## Trecho para leitura
────────

Nos últimos quatro dias a PF só fez dar motivos para reforçar a idéia de que a instituição presta-se ao manejo de cunho eleitoral e de fato serve antes ao governo que ao Estado.

A começar pela atitude do delegado Daniel Lorenz, superintendente da PF em Mato Grosso, divulgando a “suspeita” de que um “personagem famoso” da política nacional possa estar envolvido porque foram encontradas ligações telefônicas dele para Jorge Lorenzetti, até recentemente o chefe do serviço de informações do PT, apontado como comandante da operação desmonte contra os tucanos.

Houvesse seriedade no gesto, o delegado ou bem comunicaria o nome e a natureza da participação do indivíduo, ou ficaria calado até ter certeza de alguma coisa. A revelação de que o telefonema foi para José Dirceu deixa as coisas no mesmo pé, pois, além de não se saber a respeito do que falaram, ainda que tenha sido uma conversa comprometedora, é de se perguntar: e daí?

José Dirceu foi cassado, não é ministro, seria apenas um cidadão comum se estivesse de posse de seus direitos políticos, a diferenciá-lo da maioria não houvesse uma denúncia do Ministério Público por formação de quadrilha.

Situação parecida é a de Ricardo Berzoini, também citado na boataria de sexta-feira sobre as “descobertas” da PF. Ambos já estão, para todos os efeitos, “responsabilizados”. O envolvimento de Berzoini foi atestado pelo próprio presidente Lula e o de Dirceu, sendo comprovado, não muda nada.

Assim como não altera a ordem das coisas o relato oferecido pelo delegado-chefe do inquérito, Diógenes Curado, a título de esclarecimento à Justiça, muito menos a requentada “descoberta” de que Freud Godoy continua, sim, constando no inquérito como o autor da ordem para a execução da missão.

────────

## Dados fornecidos
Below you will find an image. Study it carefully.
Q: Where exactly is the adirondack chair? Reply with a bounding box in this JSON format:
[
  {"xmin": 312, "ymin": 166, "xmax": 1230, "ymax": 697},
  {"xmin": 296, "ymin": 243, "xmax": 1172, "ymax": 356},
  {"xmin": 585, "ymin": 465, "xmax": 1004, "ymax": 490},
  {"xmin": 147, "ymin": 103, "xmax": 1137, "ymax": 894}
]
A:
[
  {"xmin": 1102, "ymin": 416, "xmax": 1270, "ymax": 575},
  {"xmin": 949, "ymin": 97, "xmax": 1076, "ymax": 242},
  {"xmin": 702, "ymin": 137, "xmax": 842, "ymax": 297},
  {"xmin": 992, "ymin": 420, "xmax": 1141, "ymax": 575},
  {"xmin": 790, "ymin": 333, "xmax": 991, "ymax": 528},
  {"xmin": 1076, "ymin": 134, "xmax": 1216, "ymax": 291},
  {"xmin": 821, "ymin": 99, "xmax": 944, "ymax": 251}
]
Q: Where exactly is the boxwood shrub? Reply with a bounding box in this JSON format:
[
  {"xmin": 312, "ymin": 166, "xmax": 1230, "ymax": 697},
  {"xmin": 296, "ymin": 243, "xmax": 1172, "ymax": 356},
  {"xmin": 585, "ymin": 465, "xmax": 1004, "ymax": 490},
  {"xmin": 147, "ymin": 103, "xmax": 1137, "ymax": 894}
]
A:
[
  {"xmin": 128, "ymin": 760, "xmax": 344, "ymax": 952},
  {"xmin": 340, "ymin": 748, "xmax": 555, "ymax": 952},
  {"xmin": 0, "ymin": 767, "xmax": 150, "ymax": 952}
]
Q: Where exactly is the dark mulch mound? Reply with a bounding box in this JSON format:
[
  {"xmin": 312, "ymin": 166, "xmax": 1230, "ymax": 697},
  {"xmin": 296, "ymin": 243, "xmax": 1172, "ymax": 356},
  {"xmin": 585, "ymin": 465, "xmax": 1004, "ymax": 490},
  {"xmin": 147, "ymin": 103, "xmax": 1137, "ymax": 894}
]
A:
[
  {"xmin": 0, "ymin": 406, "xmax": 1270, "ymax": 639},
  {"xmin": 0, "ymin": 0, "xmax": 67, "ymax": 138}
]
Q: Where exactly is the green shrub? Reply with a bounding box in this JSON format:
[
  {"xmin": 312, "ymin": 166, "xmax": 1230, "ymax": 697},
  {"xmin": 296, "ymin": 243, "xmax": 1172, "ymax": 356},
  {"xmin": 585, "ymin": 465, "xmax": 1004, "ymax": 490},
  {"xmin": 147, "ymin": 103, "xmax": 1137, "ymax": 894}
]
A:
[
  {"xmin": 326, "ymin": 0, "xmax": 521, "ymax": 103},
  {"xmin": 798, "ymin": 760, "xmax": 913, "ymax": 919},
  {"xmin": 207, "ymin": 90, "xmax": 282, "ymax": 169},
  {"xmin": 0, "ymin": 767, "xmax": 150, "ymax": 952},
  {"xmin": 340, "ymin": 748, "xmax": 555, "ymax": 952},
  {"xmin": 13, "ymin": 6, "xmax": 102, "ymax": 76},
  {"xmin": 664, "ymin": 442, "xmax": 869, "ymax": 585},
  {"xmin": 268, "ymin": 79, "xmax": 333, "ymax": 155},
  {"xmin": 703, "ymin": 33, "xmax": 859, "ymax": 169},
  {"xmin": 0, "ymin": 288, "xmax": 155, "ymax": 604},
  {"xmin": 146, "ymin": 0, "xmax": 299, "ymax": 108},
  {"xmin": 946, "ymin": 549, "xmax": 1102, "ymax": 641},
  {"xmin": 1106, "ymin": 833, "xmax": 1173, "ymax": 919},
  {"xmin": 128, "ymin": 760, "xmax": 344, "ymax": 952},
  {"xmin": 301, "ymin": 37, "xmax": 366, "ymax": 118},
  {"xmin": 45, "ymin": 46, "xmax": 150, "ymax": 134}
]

────────

## Tarefa solicitada
Prossiga o texto sobre a conduta da Polícia Federal no inquérito, a partir da última frase apresentada.

## Seção de resposta
O rol dos indícios é todo ele de repetições.
Aponta Lorenzetti como o urdidor-mor, cita como participantes Valdebran, Gedimar, Expedito e Bargas, lança suspeita sobre a versão de Hamilton Lacerda de que a mala que carregava não continha dinheiro e sim “boletos de campanha” e conclui brilhantemente: o dossiê visava a alterar o rumo das eleições, “fazendo uma relação do candidato José Serra com a máfia dos sanguessugas”. Assaz elucidativo.

Note-se a nada sutil localização do alvo da armadilha na campanha de São Paulo. Nenhuma palavra que faça lembrar a comemoração antecipada do mesmo Dirceu, agora providencialmente posto à cena, classificando o dossiê (quando ainda era só uma “denúncia” da revista IstoÉ contra o PSDB) como a “pá de cal na candidatura do chuchu”.

Em seu relatório parcial divulgado quatro dias depois de policiais começarem a espalhar que havia otimismo sobre a possibilidade de o caso ser esclarecido antes da eleição, a PF informa que a origem do dinheiro continua desconhecida, mas é de fonte ilícita.

Sim, e para que não fique pedra sobre pedra, o delegado Diógenes assegura: parte dos recursos era do jogo do bicho e as investigações sobre a fonte fornecedora dos dólares estão “em sua fase final”.
Noves fora, coisa alguma de aproveitável para recuperar a trajetória da negociata até seus mandantes e financiadores.

E o cenário de renovada manipulação completa-se com dois movimentos: a manifestação de um Lula conformado com punição caso venha a ser confirmado o crime eleitoral (como se a tentativa já não estivesse suficientemente demonstrada) e a iniciativa do PT de “abrir suas contas”, pedindo o fim do sigilo sobre as investigações.

Isso mais de um mês e várias denúncias sobre intenções golpistas nas cobranças por esclarecimentos depois.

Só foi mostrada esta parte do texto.